For each line below, write it out exactly as it appears.

Point localization data:
::::

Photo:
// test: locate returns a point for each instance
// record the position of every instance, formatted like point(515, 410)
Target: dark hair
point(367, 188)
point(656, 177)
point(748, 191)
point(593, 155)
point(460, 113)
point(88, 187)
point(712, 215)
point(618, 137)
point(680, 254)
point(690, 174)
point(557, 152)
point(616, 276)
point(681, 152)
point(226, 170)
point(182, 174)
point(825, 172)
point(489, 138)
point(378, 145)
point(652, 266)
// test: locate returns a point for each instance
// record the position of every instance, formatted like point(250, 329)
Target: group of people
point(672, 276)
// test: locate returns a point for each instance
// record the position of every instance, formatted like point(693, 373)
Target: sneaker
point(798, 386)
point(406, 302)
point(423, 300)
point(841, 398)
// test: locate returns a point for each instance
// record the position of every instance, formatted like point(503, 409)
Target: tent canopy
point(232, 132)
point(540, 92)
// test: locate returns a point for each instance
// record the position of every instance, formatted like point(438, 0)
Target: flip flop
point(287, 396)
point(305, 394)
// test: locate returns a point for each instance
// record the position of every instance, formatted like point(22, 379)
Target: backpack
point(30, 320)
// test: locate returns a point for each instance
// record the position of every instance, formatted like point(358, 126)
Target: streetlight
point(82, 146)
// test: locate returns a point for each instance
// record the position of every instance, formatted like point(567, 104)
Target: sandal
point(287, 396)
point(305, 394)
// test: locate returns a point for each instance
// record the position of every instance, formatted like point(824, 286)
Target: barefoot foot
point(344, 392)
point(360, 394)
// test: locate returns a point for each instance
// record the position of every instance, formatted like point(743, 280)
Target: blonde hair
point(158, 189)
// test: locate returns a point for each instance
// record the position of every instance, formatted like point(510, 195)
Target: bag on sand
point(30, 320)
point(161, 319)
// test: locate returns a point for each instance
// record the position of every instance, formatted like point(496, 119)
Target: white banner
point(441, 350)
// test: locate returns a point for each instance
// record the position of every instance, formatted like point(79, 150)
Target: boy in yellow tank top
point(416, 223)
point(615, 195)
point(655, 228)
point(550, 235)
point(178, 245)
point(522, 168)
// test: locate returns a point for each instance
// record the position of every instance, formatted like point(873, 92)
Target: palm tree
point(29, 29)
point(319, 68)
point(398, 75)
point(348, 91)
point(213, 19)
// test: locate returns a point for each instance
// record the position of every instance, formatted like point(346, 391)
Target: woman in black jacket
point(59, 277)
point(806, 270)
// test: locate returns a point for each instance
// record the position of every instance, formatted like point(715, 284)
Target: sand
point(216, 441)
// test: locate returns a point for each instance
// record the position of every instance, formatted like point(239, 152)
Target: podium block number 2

::::

# [Answer for this exercise]
Photo:
// test: locate returns a point for each instance
// record the position of every instance, formatted like point(515, 410)
Target: dark hair
point(367, 188)
point(656, 177)
point(748, 191)
point(593, 155)
point(460, 113)
point(88, 187)
point(712, 215)
point(618, 137)
point(680, 254)
point(690, 174)
point(557, 152)
point(616, 276)
point(681, 152)
point(226, 170)
point(182, 174)
point(825, 172)
point(489, 138)
point(378, 145)
point(652, 266)
// test: locate returns a point for each instance
// record the position of every instance, formatted like point(250, 329)
Target: group of people
point(672, 276)
// test: locate returns a point for each instance
// record the position of every instance, formatted like point(693, 373)
Target: sneaker
point(798, 386)
point(406, 302)
point(423, 300)
point(841, 398)
// test: locate returns a point for each instance
// record the position of every instance, formatted like point(503, 409)
Target: tent canopy
point(232, 132)
point(540, 92)
// test: locate returns a point for each instance
// record the position of every instance, formatted like point(438, 0)
Target: flip flop
point(287, 396)
point(305, 394)
// test: locate returns a point for each instance
// record the position of every instance, formatted like point(22, 379)
Target: backpack
point(30, 320)
// test: locate returns a point for each instance
// record the position of every instance, formatted like point(358, 126)
Target: streetlight
point(82, 146)
// test: locate returns a point for each instance
// record the position of every instance, formatted like point(567, 104)
Target: sandal
point(287, 396)
point(305, 394)
// test: locate returns a point for each instance
// record the position of every instance, formatted like point(824, 286)
Target: barefoot foot
point(344, 392)
point(360, 394)
// test: locate returns a point for each instance
// record the position of every instance, formatted like point(743, 280)
Target: blonde hair
point(158, 189)
// test: locate returns a point for each instance
// record the position of every instance, formatted like point(510, 195)
Target: bag on sand
point(30, 320)
point(161, 319)
// test: locate returns a point for each instance
// record the position of every instance, formatted like point(496, 119)
Target: white banner
point(441, 350)
// test: locate returns a point for each instance
// record the position of every instance, formatted like point(79, 150)
Target: boy in yellow tank top
point(416, 223)
point(615, 195)
point(655, 228)
point(550, 235)
point(178, 245)
point(522, 168)
// test: locate returns a point for each instance
// record the position of every instance, formatted like point(873, 92)
Target: palm tree
point(29, 29)
point(319, 68)
point(398, 75)
point(348, 91)
point(213, 19)
// test: locate returns a point for each instance
// record the position of every instance, formatted like point(346, 391)
Target: woman in black jacket
point(59, 277)
point(806, 270)
// test: locate returns a point for each instance
// record the position of every instance, formatted like point(715, 284)
Target: sand
point(216, 441)
// test: locate returns a point for each instance
// record the position of every instance, formatted like point(239, 152)
Target: podium block number 2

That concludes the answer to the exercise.